→ **Task requirements**: Each line from the line containing "point: grass -- one" through the last line of the entries is to be reproduced exactly as it stands.

Top of Working data

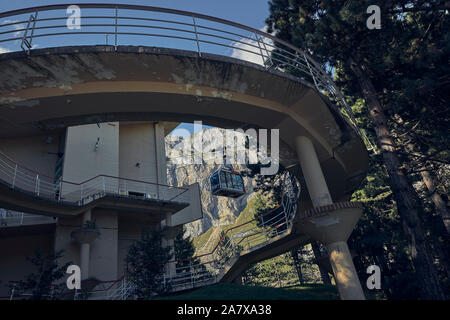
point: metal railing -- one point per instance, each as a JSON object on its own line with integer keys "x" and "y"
{"x": 29, "y": 181}
{"x": 52, "y": 26}
{"x": 9, "y": 218}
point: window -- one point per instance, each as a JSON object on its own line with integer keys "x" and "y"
{"x": 215, "y": 182}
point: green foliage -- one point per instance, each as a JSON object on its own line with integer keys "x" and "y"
{"x": 41, "y": 285}
{"x": 407, "y": 61}
{"x": 228, "y": 291}
{"x": 146, "y": 261}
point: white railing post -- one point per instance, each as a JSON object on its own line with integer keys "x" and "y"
{"x": 36, "y": 189}
{"x": 60, "y": 190}
{"x": 196, "y": 37}
{"x": 14, "y": 178}
{"x": 260, "y": 49}
{"x": 115, "y": 29}
{"x": 192, "y": 273}
{"x": 12, "y": 292}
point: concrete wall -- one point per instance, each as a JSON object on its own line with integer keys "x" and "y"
{"x": 13, "y": 263}
{"x": 33, "y": 152}
{"x": 137, "y": 158}
{"x": 83, "y": 161}
{"x": 103, "y": 250}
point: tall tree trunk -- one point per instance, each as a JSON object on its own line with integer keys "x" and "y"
{"x": 441, "y": 206}
{"x": 323, "y": 272}
{"x": 408, "y": 202}
{"x": 297, "y": 264}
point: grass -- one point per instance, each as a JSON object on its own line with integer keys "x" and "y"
{"x": 245, "y": 215}
{"x": 228, "y": 291}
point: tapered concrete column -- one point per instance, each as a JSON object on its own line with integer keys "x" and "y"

Bottom of Working data

→ **Output of the task**:
point: grass -- one point per instance, each as a JSON object on its own line with integer keys "x" and "y"
{"x": 245, "y": 215}
{"x": 228, "y": 291}
point: tapered concrete column -- one point per instance, each as a JSON object on its own line with integer keys "x" and "y"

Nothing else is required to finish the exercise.